Document passage
- Opening Delimiter -

Let me tell you something: I have learned that the people who are the dullest people on earth are the ones who have never suffered, or who have never suffered very much. Suffering breeds character. It is a test of our character. Even suffering that attends death is the spur to every atheist’s last chance to be saved when he cries out “Oh my God!” And if he doesn’t cry out, he is truly a fool.

You want him to be saved and his disease cured? For what? So that he can spend a few more years blaspheming God with impunity?

It may well be that God sometimes belittles us in our own minds so that we can be empowered by His grace. In nothing we do or say can we ever belittle God except by fooling ourselves that we have done so.
 
But just a few miracles then opens the question for why doesn’t God prevent suffering?
Do you mean why doesn’t God prevent all suffering?
Sure, if he’s a “hands off” God then that would explain it, but if he performs miracles here and there (toast and tree trunks aside) then why not perform them enough so that it actually helps people?
How do we determine what are enough miracles?
In short, why heal a leper but not create antibiotics or just explain how germs work?
How would antibiotics be created and germs explained? What would be the means by which God communicates this knowledge?
 
liquidpele

*But just a few miracles then opens the question for **why doesn’t God prevent suffering? ***Sure, if he’s a “hands off” God then that would explain it, but if he performs miracles here and there (toast and tree trunks aside) then why not perform them enough so that it actually helps people? In short, why heal a leper but not create antibiotics or just explain how germs work?

Let me tell you something: I have learned that the people who are the dullest people on earth are the ones who have never suffered, or who have never suffered very much. Suffering breeds character. It is a test of our character. Even suffering that attends death is the spur to every atheist’s last chance to be saved when he cries out “Oh my God!” And if he doesn’t cry out, he is truly a fool.

- Closing Delimiter -

Information provided

- Opening Delimiter -

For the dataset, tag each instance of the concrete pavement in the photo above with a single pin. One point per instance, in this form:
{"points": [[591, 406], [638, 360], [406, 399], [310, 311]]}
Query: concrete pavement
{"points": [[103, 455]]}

- Closing Delimiter -

Things to do
• a. Duplicate the part of the passage on suffering and miracles starting at "You want him" and ending at "prevent all suffering?".
• b. Translate this sentence from the passage on suffering and miracles into Spanish: "How do we determine what are enough miracles?"

List of solutions
• a.
You want him to be saved and his disease cured? For what? So that he can spend a few more years blaspheming God with impunity?

It may well be that God sometimes belittles us in our own minds so that we can be empowered by His grace. In nothing we do or say can we ever belittle God except by fooling ourselves that we have done so.
 
But just a few miracles then opens the question for why doesn’t God prevent suffering?
Do you mean why doesn’t God prevent all suffering?

• b. ¿Cómo determinamos cuántos milagros son suficientes?